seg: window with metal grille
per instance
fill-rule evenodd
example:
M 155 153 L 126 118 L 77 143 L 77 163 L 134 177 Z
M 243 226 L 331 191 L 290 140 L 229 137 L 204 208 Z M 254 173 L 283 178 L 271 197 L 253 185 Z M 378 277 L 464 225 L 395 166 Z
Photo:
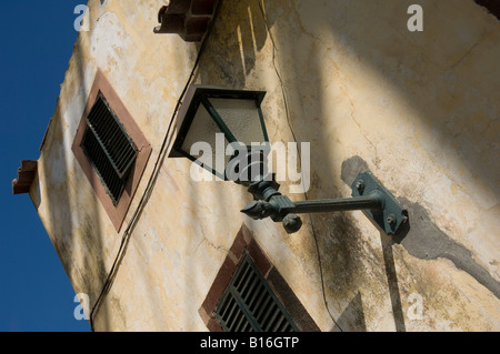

REQUEST:
Copy every row above word for word, keeping each line as it stands, but leave out the pictures.

ANSWER TO THE TASK:
seg: window with metal grille
per instance
fill-rule evenodd
example:
M 155 153 L 126 118 L 77 143 L 77 163 L 134 177 Z
M 243 226 L 331 191 L 290 140 L 229 137 L 204 208 Z M 254 173 L 283 178 L 271 197 L 253 185 Z M 378 277 L 464 225 L 395 166 Z
Photo:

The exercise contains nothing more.